-------- MATERIAL SUPPLIED --------

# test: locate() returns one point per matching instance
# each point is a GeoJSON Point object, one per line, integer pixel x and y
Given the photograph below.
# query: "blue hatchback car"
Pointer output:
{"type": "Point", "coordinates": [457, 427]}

--------

> _GIVEN EXERCISE_
Rewrite the data above, swapping "hatchback" for "sedan" and leaving everything else unchanged.

> _SOLUTION FOR THIS PROBLEM_
# test: locate() returns one point per matching instance
# each point is a GeoJSON Point object, one per line, integer pixel x and y
Given the photograph below.
# query: "blue sedan car"
Pointer output:
{"type": "Point", "coordinates": [457, 427]}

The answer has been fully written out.